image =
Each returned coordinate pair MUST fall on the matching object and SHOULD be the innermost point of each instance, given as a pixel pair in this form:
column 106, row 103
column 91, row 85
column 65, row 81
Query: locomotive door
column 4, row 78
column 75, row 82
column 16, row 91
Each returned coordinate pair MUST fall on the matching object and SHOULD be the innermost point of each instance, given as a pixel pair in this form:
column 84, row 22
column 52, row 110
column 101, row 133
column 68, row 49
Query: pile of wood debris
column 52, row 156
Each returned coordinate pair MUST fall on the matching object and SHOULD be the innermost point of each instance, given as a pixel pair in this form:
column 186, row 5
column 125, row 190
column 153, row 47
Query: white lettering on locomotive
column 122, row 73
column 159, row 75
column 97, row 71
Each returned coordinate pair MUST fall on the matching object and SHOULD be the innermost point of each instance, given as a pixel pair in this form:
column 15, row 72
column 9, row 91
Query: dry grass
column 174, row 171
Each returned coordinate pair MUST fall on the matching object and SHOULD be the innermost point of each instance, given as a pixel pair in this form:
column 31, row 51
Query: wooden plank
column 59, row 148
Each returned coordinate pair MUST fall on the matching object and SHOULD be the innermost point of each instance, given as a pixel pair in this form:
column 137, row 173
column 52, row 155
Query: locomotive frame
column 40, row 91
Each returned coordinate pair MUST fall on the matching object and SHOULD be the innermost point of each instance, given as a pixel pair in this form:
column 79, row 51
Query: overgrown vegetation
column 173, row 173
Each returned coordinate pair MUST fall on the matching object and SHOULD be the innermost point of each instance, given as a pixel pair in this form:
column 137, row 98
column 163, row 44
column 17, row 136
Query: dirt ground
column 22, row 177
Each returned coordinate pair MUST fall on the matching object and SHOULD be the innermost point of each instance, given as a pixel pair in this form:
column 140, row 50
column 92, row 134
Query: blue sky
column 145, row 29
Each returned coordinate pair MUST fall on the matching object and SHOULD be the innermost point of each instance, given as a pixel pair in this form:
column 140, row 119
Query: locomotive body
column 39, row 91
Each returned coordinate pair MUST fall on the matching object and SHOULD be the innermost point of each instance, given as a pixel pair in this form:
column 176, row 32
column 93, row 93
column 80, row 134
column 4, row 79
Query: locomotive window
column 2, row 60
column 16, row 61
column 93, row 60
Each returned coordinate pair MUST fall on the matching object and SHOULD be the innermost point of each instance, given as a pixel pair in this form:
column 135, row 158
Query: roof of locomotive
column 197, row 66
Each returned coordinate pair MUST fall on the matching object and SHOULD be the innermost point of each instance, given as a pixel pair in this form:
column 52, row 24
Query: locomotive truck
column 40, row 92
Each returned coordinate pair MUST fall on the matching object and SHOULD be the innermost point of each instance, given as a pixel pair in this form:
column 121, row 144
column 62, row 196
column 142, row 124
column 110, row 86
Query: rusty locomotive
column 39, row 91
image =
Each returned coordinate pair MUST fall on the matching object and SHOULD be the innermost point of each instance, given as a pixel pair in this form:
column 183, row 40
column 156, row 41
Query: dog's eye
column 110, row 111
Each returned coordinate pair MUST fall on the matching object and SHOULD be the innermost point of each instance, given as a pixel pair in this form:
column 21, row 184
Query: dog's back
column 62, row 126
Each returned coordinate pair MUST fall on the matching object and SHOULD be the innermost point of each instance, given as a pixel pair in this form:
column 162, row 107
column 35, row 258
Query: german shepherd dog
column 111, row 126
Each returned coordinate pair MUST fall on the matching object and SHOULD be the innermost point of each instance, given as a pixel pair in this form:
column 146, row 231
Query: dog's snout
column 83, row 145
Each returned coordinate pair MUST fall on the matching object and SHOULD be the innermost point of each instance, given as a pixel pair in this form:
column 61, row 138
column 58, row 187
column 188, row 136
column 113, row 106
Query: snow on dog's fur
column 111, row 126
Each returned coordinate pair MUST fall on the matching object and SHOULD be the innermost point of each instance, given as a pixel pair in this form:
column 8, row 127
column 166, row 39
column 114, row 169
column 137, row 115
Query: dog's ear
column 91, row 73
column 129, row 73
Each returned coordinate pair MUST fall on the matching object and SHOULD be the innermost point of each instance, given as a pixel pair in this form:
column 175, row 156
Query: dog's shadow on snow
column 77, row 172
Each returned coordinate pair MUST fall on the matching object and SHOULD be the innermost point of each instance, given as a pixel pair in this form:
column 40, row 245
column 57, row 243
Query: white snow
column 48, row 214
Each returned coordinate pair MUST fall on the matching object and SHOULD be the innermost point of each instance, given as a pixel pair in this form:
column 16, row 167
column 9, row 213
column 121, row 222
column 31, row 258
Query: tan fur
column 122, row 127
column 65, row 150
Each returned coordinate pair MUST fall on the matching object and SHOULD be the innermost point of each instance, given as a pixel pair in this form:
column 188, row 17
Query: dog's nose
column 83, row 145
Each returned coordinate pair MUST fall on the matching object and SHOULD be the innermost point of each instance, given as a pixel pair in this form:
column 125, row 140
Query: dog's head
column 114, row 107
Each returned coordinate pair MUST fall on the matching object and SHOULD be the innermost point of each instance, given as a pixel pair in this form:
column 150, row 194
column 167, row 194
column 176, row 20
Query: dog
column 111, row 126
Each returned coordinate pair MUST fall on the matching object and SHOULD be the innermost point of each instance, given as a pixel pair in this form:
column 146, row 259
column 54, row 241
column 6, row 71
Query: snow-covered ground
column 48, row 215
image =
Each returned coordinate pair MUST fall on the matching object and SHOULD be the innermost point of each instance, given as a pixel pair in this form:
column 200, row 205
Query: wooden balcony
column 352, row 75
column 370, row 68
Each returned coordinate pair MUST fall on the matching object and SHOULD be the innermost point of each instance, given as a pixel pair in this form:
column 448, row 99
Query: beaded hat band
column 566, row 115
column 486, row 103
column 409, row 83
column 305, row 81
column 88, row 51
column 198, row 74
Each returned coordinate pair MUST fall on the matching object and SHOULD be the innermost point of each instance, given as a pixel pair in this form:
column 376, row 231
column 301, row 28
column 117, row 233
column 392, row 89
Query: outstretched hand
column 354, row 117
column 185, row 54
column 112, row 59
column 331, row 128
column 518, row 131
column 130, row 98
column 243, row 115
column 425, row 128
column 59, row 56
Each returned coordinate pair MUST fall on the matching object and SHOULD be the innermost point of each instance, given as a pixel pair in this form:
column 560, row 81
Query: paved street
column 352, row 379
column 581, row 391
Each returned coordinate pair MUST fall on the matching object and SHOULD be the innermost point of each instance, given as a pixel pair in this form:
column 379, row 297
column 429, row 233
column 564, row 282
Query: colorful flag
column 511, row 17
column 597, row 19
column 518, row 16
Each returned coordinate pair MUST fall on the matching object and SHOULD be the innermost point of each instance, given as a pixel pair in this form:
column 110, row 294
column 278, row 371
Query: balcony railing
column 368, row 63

_What you should do_
Convert the material into a numbered list, starting at its first line and ending at the line containing "column 59, row 148", with both of those lines included. Omit any blank lines.

_The completed task_
1. image =
2. Each returned coordinate pair MUST fall on the matching object and SHOULD be the innermost point of each instance, given as a pixel pair in this form:
3. column 106, row 103
4. column 91, row 85
5. column 65, row 81
6. Query: locomotive door
7. column 4, row 78
8. column 75, row 82
9. column 16, row 91
10. Each returned coordinate pair MUST fall on the matching object and SHOULD be the innermost point of each instance, given as a pixel pair in this form:
11. column 84, row 22
12. column 52, row 110
13. column 101, row 133
14. column 68, row 49
15. Query: pile of wood debris
16. column 52, row 156
17. Each returned coordinate pair MUST fall on the matching object and SHOULD be the innermost point of each instance, given as a pixel pair in this form:
18. column 186, row 5
19. column 125, row 190
20. column 153, row 47
21. Query: white lettering on locomotive
22. column 122, row 73
23. column 159, row 75
24. column 97, row 71
25. Each returned coordinate pair MUST fall on the matching object and SHOULD be the innermost point of each instance, given as a pixel pair in this form:
26. column 15, row 72
27. column 9, row 91
28. Query: dry grass
29. column 174, row 171
30. Each returned coordinate pair MUST fall on the matching object and SHOULD be the innermost point of each instance, given as a pixel pair in this form:
31. column 31, row 51
32. Query: wooden plank
33. column 59, row 148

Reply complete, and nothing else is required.